## Task requirements
The result should be every line in the material below containing the string "street".

## Study material
= = = = =

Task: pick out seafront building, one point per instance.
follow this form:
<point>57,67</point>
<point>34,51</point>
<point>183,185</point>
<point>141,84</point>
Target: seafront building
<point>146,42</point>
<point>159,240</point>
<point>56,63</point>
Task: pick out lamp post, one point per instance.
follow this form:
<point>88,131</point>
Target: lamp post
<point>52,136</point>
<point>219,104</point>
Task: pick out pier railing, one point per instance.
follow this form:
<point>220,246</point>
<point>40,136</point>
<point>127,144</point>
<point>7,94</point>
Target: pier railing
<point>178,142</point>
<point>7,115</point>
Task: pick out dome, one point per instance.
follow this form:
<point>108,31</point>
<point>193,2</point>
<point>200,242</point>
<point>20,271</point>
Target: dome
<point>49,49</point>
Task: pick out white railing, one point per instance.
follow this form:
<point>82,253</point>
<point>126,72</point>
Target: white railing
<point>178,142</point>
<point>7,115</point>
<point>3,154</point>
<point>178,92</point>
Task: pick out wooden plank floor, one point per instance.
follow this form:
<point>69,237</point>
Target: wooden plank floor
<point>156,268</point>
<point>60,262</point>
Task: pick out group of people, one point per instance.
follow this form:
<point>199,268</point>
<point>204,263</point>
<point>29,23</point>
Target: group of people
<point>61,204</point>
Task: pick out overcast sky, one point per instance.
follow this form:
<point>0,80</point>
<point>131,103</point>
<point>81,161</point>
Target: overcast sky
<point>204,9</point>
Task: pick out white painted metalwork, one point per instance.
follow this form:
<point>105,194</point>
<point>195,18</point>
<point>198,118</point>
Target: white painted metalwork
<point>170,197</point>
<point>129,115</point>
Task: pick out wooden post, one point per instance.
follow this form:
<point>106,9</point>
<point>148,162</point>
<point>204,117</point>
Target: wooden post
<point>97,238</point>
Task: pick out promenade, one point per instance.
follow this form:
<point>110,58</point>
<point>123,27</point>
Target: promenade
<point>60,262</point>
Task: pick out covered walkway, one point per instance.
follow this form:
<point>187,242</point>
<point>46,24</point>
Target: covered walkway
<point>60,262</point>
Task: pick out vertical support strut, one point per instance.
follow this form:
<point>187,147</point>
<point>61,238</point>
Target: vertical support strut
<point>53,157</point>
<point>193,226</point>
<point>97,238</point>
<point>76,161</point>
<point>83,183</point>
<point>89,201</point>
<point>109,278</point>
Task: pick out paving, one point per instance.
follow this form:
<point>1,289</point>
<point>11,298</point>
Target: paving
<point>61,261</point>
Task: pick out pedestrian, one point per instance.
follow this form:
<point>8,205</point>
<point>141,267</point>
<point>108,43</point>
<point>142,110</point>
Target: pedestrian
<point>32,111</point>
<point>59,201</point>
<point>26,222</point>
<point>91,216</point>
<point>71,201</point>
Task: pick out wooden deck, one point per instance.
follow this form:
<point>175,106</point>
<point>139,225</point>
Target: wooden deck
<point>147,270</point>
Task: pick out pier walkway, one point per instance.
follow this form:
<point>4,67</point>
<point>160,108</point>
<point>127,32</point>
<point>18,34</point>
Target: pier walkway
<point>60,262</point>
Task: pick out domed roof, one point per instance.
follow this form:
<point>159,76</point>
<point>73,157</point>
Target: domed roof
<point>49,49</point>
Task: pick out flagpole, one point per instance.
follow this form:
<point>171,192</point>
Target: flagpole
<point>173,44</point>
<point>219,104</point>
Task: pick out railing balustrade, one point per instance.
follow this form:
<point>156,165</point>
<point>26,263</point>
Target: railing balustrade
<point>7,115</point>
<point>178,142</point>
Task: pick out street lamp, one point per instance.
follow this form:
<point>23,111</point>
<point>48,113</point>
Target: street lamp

= = = = =

## Task answer
Task: pick out street lamp, one point per instance.
Target: street lamp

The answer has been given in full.